# Aim a:
Collect every line of the rows below that contains the string "breakdown". Case counts.

# Given text:
========

Does It Matter Which Card You Use for a Purchase?

The short answer: Yes, it matters, because different cards earn different rates in different categories. Paying with the card that has the best bonus for that purchase can earn two to five times more than a base-rate card. The effect is meaningful on big categories like groceries, dining, and travel, and negligible on small one-off buys.

Different cards, different rates

A card earning 4x on dining pays four times as much as a 1x card on the same meal, so which card you tap directly changes your rewards. If you hold more than one card, matching each purchase to the card with the best rate in that category is the core of optimizing, as laid out in how to maximize rewards. On your biggest spending categories, this adds up fast.

When it barely matters

On a small or one-off purchase, the difference between 1x and 3x is a few cents, not worth pulling out a second card or overthinking. The gains concentrate in your high-volume categories, so it is worth being deliberate about groceries, dining, gas, and travel, and relaxed about everything else. A single flat-rate catch-all card handles the long tail fine.

========

# Aim b:
In two sentences, sum up the article above on which card to use for a purchase.

========

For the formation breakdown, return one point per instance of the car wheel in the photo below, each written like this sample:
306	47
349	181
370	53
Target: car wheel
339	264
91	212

========

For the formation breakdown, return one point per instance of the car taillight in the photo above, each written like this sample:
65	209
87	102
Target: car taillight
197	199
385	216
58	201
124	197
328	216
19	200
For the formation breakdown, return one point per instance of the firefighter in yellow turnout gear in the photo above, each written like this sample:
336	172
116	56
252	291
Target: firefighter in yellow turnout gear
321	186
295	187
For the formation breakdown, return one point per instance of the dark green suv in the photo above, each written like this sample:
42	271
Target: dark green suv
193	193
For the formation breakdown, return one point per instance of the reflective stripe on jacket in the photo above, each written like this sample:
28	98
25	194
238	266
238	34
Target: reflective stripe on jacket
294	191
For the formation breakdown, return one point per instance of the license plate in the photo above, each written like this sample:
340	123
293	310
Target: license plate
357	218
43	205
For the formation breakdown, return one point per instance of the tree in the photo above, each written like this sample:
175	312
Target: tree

========

# Complete output a:
For the formation breakdown, return one point per instance of the car wheel in the photo below, each written like this sample:
For the formation breakdown, return one point per instance of the car taillight in the photo above, each written like this sample:
For the formation breakdown, return one point per instance of the firefighter in yellow turnout gear in the photo above, each written like this sample:
For the formation breakdown, return one point per instance of the dark green suv in the photo above, each written like this sample:
For the formation breakdown, return one point per instance of the reflective stripe on jacket in the photo above, each written like this sample:
For the formation breakdown, return one point per instance of the license plate in the photo above, each written like this sample:
For the formation breakdown, return one point per instance of the tree in the photo above, each written like this sample:

# Complete output b:
Which card you pay with matters because cards earn different rates in different categories, and using the one with the best bonus for a purchase can earn two to five times more than a base-rate card. The gains concentrate in high-volume categories like groceries, dining, gas, and travel, while on small one-off purchases the difference is a few cents and a single flat-rate catch-all card handles them fine.